→ **EXERCISE AIM**
Could you copy out word for word the stretch of entries from the line containing "Annotation task — tag each instance of the blue denim" through the line containing "pixel 145 41", with both of those lines included?
:: EXTRACTED RECORDS ::
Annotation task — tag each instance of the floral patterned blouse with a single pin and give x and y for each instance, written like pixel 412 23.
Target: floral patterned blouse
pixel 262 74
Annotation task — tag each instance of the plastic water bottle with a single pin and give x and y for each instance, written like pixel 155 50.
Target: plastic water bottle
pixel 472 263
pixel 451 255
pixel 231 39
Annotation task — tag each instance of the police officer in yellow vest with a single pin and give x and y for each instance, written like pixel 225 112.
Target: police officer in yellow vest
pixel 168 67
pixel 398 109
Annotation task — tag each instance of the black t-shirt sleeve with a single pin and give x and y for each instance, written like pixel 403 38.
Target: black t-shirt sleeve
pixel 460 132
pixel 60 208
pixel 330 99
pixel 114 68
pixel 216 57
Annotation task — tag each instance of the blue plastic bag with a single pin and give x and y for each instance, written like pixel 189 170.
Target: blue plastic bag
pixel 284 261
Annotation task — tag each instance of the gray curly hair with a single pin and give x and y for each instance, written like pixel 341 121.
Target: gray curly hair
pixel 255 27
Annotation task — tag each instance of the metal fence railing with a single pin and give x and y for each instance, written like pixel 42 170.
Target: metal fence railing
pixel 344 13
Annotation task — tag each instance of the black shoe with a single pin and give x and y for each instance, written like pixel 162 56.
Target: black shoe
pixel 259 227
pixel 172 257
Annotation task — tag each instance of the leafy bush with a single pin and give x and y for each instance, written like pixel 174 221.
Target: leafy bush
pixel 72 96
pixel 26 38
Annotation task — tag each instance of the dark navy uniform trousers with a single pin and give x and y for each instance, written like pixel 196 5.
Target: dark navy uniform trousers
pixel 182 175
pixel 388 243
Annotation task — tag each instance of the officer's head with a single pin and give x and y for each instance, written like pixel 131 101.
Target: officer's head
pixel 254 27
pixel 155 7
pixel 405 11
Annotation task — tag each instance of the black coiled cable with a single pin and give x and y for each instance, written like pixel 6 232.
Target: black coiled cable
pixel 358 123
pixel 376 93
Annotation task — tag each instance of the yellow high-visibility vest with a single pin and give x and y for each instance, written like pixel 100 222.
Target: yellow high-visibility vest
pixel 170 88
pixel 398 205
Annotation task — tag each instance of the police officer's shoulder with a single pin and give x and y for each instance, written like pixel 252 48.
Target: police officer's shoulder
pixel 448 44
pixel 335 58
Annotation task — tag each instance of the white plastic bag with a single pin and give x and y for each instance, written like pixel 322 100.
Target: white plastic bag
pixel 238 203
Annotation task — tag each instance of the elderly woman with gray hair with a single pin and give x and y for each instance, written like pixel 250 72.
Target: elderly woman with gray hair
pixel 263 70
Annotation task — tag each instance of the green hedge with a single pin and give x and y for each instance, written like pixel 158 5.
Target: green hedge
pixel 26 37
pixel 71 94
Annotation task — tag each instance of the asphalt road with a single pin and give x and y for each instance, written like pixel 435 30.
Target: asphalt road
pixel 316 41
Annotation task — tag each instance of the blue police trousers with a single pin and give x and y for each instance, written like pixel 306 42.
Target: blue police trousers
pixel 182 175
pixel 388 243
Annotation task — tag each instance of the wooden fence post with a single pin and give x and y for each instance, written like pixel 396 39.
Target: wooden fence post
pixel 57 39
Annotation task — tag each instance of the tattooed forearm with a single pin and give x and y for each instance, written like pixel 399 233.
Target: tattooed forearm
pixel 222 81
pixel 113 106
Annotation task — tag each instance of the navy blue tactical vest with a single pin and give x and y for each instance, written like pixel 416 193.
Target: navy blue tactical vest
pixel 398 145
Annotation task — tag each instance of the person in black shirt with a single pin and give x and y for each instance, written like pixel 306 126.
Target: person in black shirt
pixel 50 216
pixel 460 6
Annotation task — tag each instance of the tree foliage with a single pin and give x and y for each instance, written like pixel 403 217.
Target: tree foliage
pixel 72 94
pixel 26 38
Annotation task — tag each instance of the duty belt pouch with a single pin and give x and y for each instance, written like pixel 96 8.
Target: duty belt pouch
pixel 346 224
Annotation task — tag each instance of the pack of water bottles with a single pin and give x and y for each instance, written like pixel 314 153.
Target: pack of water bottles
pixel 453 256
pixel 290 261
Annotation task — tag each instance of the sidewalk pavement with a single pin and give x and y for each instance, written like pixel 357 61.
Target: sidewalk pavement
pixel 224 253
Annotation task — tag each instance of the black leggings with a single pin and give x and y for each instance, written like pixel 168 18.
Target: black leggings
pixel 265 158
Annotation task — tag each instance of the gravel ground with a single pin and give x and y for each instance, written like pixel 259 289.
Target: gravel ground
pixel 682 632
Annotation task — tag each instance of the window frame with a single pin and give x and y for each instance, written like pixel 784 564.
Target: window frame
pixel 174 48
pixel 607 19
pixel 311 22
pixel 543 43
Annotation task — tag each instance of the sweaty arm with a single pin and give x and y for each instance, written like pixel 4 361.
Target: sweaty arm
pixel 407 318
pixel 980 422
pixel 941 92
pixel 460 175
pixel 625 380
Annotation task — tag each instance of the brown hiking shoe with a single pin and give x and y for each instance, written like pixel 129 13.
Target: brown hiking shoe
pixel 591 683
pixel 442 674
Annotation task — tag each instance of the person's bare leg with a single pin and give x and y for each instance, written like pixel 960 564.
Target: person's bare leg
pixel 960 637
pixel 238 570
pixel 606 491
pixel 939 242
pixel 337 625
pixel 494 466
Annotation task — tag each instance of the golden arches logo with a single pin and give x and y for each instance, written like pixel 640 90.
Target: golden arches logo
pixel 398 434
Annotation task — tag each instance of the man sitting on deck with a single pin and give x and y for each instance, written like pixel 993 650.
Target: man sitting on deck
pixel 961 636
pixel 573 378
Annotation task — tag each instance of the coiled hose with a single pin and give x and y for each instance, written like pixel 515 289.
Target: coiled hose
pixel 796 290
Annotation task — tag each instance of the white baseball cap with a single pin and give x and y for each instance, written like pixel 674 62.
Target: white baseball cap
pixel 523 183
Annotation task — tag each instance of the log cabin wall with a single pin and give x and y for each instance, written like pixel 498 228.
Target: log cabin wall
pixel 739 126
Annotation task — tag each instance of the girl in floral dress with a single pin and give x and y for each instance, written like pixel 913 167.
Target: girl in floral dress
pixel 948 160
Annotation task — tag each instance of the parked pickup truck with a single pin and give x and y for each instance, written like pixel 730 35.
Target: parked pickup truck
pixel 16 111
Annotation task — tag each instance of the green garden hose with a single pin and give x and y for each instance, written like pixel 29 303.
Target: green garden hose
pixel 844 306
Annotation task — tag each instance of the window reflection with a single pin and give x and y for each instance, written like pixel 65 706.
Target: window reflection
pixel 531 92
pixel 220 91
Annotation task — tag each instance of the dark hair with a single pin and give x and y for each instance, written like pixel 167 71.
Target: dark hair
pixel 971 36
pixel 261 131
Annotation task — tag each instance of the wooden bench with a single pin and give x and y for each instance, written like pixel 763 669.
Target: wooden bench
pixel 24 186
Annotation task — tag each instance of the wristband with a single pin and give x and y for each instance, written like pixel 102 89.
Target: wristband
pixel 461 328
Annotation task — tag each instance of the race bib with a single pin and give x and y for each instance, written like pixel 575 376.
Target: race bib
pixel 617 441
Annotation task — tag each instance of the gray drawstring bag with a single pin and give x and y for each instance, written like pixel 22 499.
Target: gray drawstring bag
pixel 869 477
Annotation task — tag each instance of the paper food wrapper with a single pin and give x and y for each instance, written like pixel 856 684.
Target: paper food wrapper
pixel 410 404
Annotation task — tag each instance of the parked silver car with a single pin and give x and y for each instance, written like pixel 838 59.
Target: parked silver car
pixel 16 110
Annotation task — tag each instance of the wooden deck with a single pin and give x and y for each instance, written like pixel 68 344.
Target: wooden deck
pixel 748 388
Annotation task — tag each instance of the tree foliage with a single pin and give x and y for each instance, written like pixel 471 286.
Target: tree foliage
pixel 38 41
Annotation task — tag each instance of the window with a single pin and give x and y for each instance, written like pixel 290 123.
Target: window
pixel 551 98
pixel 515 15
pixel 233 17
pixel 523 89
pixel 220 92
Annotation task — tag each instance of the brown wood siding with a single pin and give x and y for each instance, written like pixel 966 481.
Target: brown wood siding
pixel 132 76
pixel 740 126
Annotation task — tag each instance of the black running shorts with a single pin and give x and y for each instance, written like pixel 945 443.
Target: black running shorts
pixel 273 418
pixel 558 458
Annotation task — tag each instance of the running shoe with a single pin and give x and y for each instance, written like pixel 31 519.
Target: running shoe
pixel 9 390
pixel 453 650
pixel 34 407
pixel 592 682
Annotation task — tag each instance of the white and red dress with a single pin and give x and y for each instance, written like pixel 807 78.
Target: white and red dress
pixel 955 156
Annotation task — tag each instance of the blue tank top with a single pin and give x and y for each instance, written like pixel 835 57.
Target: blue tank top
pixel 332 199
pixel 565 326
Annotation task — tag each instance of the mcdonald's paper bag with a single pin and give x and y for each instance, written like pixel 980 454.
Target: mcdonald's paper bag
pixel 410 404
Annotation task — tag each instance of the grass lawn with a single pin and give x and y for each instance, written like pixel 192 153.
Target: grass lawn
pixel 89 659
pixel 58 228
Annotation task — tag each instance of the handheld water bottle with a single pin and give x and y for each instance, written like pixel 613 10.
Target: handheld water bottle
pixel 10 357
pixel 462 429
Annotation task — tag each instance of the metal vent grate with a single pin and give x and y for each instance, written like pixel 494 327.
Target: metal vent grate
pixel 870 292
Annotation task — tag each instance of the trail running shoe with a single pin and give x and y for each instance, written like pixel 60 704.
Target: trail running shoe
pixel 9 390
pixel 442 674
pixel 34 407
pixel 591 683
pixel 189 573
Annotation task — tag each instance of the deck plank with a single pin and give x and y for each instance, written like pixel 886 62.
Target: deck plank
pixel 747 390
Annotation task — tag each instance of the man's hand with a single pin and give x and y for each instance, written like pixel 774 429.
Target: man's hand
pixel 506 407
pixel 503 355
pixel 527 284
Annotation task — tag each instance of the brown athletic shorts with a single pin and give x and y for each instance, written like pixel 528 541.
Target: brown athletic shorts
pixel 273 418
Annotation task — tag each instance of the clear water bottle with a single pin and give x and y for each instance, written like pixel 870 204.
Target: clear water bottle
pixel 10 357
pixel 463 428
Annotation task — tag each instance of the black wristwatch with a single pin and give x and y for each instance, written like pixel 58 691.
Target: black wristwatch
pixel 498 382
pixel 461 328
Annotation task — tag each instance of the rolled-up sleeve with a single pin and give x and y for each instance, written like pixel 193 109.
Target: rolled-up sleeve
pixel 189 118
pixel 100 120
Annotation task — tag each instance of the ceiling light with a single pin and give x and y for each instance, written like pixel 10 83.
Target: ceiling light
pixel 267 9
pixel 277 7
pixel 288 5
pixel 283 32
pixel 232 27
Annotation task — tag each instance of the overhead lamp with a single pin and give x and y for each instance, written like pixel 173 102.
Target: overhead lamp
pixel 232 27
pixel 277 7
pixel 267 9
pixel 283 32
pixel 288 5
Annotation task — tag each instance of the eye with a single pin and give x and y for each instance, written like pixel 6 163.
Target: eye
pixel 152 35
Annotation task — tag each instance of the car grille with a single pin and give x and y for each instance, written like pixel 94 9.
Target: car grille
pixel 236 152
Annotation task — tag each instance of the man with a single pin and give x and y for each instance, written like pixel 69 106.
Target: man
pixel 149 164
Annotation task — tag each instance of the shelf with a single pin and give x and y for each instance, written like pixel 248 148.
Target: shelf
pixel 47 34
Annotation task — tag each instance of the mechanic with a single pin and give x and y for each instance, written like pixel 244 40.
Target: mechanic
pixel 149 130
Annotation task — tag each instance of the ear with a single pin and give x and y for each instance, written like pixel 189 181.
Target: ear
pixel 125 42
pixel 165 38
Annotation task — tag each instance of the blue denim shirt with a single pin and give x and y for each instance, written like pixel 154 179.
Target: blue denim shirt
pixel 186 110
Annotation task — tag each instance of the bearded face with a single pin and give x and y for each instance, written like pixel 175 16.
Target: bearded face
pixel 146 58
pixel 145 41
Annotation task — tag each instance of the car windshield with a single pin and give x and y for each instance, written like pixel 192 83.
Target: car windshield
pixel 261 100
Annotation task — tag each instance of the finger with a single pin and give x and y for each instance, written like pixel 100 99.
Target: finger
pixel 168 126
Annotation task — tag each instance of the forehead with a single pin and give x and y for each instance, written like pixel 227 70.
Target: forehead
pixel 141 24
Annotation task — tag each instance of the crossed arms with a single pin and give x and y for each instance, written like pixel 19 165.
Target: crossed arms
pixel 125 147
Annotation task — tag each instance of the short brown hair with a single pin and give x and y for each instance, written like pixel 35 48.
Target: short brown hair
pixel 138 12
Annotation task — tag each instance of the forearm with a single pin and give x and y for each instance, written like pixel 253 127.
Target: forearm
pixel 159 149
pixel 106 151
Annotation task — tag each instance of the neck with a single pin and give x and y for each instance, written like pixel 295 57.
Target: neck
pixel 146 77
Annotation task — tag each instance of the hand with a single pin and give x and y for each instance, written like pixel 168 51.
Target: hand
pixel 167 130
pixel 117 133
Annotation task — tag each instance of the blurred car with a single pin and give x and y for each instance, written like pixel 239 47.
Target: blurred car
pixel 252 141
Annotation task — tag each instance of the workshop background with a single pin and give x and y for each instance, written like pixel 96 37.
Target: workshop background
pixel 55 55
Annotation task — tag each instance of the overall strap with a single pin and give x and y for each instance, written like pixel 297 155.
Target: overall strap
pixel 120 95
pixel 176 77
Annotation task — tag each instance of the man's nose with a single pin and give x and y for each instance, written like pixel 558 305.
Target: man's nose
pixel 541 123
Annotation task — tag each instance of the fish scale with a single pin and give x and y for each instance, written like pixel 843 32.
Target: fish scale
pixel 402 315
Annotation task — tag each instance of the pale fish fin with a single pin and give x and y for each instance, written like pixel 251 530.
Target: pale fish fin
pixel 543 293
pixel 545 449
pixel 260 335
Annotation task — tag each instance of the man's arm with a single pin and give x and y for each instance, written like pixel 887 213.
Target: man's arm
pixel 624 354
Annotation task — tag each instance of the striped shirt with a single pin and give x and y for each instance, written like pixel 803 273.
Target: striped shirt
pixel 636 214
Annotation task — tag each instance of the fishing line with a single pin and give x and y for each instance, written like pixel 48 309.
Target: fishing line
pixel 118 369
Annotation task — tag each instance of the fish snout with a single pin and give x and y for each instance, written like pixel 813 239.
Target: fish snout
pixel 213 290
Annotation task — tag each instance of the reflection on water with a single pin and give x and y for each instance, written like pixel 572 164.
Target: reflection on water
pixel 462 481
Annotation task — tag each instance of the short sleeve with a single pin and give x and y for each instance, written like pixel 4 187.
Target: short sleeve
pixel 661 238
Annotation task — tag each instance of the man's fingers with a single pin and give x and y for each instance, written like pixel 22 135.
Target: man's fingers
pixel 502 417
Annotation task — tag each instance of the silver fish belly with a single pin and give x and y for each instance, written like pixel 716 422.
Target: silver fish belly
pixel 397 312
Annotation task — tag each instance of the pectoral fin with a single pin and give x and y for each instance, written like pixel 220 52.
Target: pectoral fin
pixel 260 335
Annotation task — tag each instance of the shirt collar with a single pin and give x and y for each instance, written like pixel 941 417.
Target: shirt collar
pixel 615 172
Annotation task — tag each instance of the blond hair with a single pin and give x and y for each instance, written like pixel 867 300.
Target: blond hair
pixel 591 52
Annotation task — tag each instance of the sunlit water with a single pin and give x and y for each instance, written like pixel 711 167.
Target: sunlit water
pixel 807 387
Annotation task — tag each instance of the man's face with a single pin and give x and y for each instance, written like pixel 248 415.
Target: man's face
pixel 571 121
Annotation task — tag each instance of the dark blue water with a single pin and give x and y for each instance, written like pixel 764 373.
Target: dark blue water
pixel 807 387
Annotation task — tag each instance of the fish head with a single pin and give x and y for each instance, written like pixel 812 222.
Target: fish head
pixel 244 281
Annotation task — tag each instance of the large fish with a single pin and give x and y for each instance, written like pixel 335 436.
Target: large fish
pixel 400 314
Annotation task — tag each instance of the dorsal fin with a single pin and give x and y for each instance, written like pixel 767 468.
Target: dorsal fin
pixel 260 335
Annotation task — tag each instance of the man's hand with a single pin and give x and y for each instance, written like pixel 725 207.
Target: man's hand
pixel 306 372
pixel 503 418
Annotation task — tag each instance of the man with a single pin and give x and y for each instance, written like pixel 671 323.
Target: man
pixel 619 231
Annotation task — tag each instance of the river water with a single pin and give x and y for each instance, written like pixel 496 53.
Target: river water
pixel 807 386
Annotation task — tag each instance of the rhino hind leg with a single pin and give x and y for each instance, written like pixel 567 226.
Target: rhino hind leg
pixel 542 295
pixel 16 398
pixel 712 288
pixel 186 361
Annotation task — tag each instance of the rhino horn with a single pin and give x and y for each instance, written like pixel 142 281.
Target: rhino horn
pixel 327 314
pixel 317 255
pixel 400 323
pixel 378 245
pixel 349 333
:::
→ **SOLVED EXERCISE**
Annotation task — tag each instance of the blue denim shirt with a single pin and give x and y for each instance, written like pixel 154 179.
Target: blue denim shirt
pixel 186 110
Annotation task — tag each instance of the bearded face with a single pin and give x and y for each instance, written like pixel 175 16.
Target: bearded face
pixel 146 58
pixel 145 41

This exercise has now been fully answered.